• _INSTRUCTIONS FOR THE TASK_
Please rewrite the material below, starting at its first line and ending at the line that contains "[84,383,203,432]", keeping every line including the find calls but multiplying each bounding-box coordinate in the answers by 1.85 and rounding to whole numbers, with halves rounded up. Leave the pictures out of your answer.

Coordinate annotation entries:
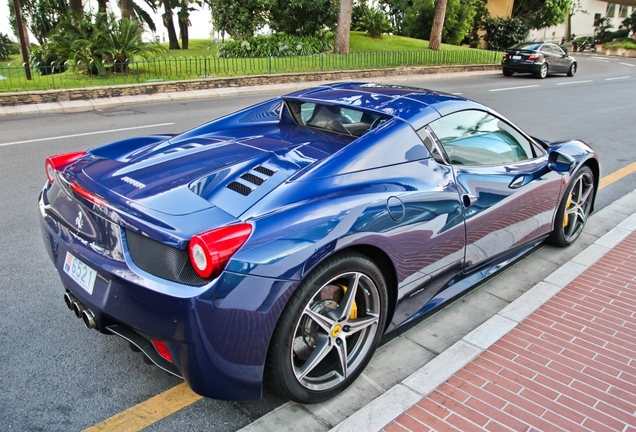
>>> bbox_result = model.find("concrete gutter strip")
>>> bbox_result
[331,213,636,432]
[0,65,500,117]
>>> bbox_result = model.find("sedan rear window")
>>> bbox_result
[509,42,541,51]
[287,101,389,137]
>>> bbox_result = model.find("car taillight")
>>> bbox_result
[188,224,252,279]
[70,182,106,206]
[44,151,86,183]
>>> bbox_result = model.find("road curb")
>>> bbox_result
[0,69,500,118]
[240,189,636,432]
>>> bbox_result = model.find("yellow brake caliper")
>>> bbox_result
[340,285,358,319]
[563,194,572,228]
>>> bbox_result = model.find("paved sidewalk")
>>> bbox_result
[380,226,636,432]
[241,195,636,432]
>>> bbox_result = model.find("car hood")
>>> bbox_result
[67,127,351,217]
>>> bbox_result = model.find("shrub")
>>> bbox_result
[0,33,20,60]
[358,8,392,38]
[484,17,530,51]
[218,32,333,57]
[42,14,165,75]
[404,0,477,45]
[29,45,66,75]
[269,0,339,37]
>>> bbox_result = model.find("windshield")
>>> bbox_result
[287,101,389,137]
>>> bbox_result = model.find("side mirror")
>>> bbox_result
[548,151,576,172]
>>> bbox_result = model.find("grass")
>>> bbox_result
[603,38,636,50]
[349,31,464,52]
[0,32,499,92]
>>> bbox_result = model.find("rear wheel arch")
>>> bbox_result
[349,245,398,330]
[301,244,398,328]
[581,159,601,214]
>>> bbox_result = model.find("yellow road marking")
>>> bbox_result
[83,162,636,432]
[598,162,636,190]
[84,383,203,432]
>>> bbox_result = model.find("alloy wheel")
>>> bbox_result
[290,272,381,391]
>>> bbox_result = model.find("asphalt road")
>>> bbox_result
[0,54,636,431]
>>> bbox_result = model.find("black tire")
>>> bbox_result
[548,166,595,247]
[266,252,388,404]
[568,63,576,76]
[535,63,548,79]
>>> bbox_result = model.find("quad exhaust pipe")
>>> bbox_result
[64,292,97,329]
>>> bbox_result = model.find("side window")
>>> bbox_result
[340,108,363,124]
[429,110,536,165]
[417,127,447,164]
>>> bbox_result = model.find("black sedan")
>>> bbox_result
[501,42,577,78]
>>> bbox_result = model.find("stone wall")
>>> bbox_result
[0,65,501,106]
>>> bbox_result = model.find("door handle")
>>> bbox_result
[508,174,532,189]
[462,194,477,208]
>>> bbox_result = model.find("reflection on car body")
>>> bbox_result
[39,83,600,403]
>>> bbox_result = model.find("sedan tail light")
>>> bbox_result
[188,224,252,279]
[44,151,86,184]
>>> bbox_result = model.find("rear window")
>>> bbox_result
[510,42,541,51]
[286,101,389,137]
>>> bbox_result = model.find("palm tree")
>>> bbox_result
[119,0,132,19]
[177,0,194,49]
[333,0,353,54]
[158,0,181,49]
[68,0,84,16]
[428,0,447,51]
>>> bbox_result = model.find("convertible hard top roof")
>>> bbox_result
[283,82,486,129]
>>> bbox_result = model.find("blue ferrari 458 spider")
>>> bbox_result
[39,83,600,403]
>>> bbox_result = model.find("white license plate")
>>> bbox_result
[64,252,97,294]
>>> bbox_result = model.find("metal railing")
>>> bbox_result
[0,50,501,92]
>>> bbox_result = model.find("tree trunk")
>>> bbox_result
[163,4,181,49]
[333,0,353,54]
[428,0,447,51]
[119,0,132,19]
[68,0,84,16]
[97,0,108,13]
[179,0,190,49]
[179,20,189,49]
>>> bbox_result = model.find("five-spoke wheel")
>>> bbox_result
[267,253,387,403]
[550,166,595,246]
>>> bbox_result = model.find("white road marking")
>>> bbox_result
[0,123,174,147]
[488,84,539,91]
[557,80,592,85]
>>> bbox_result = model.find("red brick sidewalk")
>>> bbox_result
[383,232,636,432]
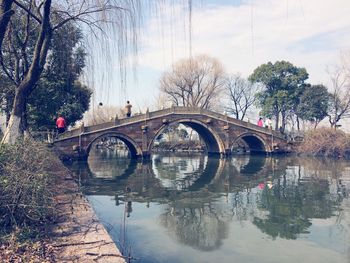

• _THE COMPLETED TASK_
>>> bbox_result = model.find("concrete gutter strip")
>>> bbox_result
[612,394,1177,799]
[0,120,925,216]
>>> bbox_result = model.find("sedan rear window")
>>> bbox_result
[942,78,1001,94]
[531,187,720,253]
>>> bbox_result = model.find("car taillight")
>>> bbox_result
[348,414,466,516]
[130,337,196,381]
[81,279,159,339]
>>> bbox_result = model.find("road curb")
>>> bbox_result
[0,128,925,218]
[444,350,1177,799]
>>> bbox_result = model.find("yellow brake caliper")
>>> bbox_result
[629,527,662,590]
[1042,359,1058,422]
>>> bbox_result = model.find("paved sidewalk")
>>> bbox_result
[703,418,1177,799]
[446,361,1177,799]
>>> bbox_result = model.find("car hood")
>>> bbox_result
[124,235,649,401]
>>> bbox_result = model.find("shrub")
>>> bbox_result
[0,61,37,111]
[662,15,725,70]
[895,31,981,94]
[403,59,616,105]
[78,26,305,139]
[747,0,882,83]
[54,83,122,139]
[498,0,627,68]
>>> bbox_result = model.find("windshield")
>>> bbox_result
[531,187,720,253]
>>> bbox_result = model.find("side mirror")
>>> bbox_result
[1014,279,1066,318]
>>> bbox_result = model.find("grass")
>>> bbox_result
[1116,70,1177,93]
[646,57,858,96]
[0,59,923,170]
>>> bbox_result = model.find("rear wheel arch")
>>> bbox_result
[646,453,736,611]
[557,451,736,607]
[1075,294,1112,396]
>>> bbox_result = model.find("yellow road marking")
>>> bbox_result
[154,300,1177,799]
[1106,300,1177,352]
[155,709,376,799]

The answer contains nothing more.